━━━ Ausgewählte Textstelle
Nachschlag

■ Der „Restaurant-Club Berlin 2000“ verspricht sportliche Menüs

Wer bis dato meinte, der abendliche Restaurantbesuch hätte allein mit entspanntem Zurücklehnen, mit der Überlistung aller Tagesunbill und vielleicht noch mit der Rechnung fürs Finanzamt zu tun, dürfte künftig angesichts einer gelb-weißen, häßlichen Menü-Karte eines Besseren belehrt werden. Vorbei die Zeiten, als die Sportivität des kulinarischen Aktes ihre einzig meßbare Größe im Wadenumfang der Bedienung hatte. Fortan soll der Zeit- und Tafelgeist über den Gedecken schweben, zu feinen Weinen mag die Vielstimmigkeit der Tischgesellschaft in den einmütigen Chorus Pro-Olympia-2000 in Berlin münden. Auf diese mephistophelische Idee kam die „Berlin 2000 Marketing GmbH“, sozusagen der Geldarm der offiziellen Bewerbung. Deshalb ist die Werbe-Klamotte auch begrenzt bis zu jenem magischen 23. September, wenn das IOC die Spiele – tja, an wen? – vergeben wird.
━━━━━━
━━━ Datenzeilen
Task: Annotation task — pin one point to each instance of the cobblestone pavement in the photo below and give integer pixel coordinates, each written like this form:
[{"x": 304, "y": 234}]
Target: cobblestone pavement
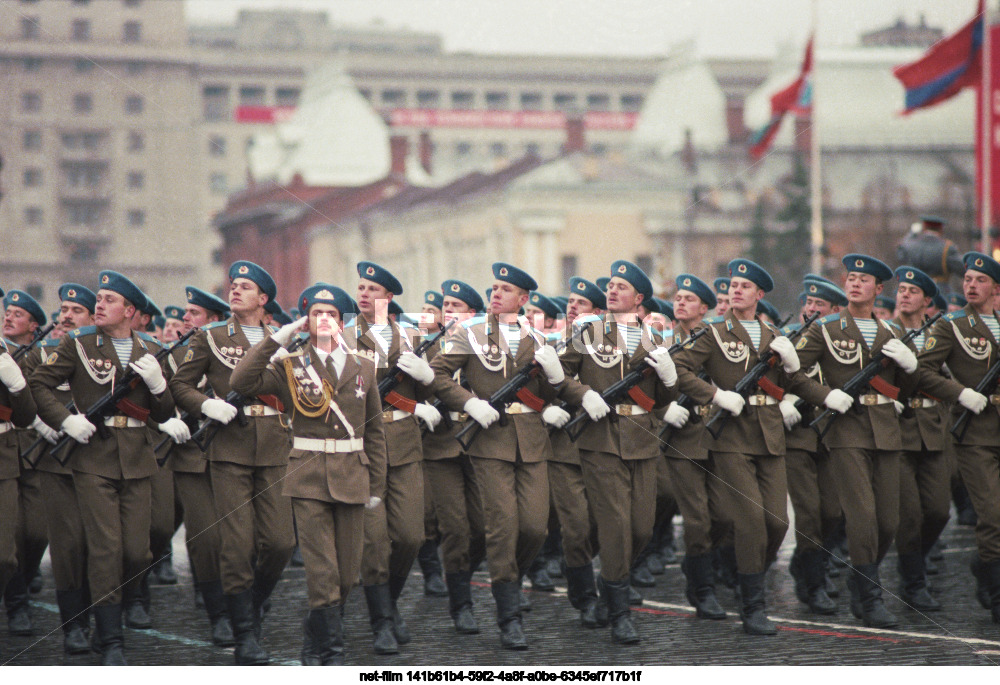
━━━━━━
* _Zu erledigende Aufgaben_
1. Bis zu welchem Datum ist die Werbeaktion laut dem Text über den Restaurant-Club begrenzt?
2. Nenne alles, womit der abendliche Restaurantbesuch laut dem Text über den Restaurant-Club bis dato zu tun gehabt haben soll.
3. Gib den Abschnitt des Textes über den Restaurant-Club zwischen „Wer bis dato“ und „wen? – vergeben wird.“, beide eingeschlossen, wörtlich wieder.
Die Auflistung wird hierfür nicht gebraucht.

* _Antworten je Aufgabe_
1. Bis zum 23. September, wenn das IOC die Spiele vergibt.

2.
- entspanntes Zurücklehnen
- die Überlistung aller Tagesunbill
- die Rechnung fürs Finanzamt

3.
Wer bis dato meinte, der abendliche Restaurantbesuch hätte allein mit entspanntem Zurücklehnen, mit der Überlistung aller Tagesunbill und vielleicht noch mit der Rechnung fürs Finanzamt zu tun, dürfte künftig angesichts einer gelb-weißen, häßlichen Menü-Karte eines Besseren belehrt werden. Vorbei die Zeiten, als die Sportivität des kulinarischen Aktes ihre einzig meßbare Größe im Wadenumfang der Bedienung hatte. Fortan soll der Zeit- und Tafelgeist über den Gedecken schweben, zu feinen Weinen mag die Vielstimmigkeit der Tischgesellschaft in den einmütigen Chorus Pro-Olympia-2000 in Berlin münden. Auf diese mephistophelische Idee kam die „Berlin 2000 Marketing GmbH“, sozusagen der Geldarm der offiziellen Bewerbung. Deshalb ist die Werbe-Klamotte auch begrenzt bis zu jenem magischen 23. September, wenn das IOC die Spiele – tja, an wen? – vergeben wird.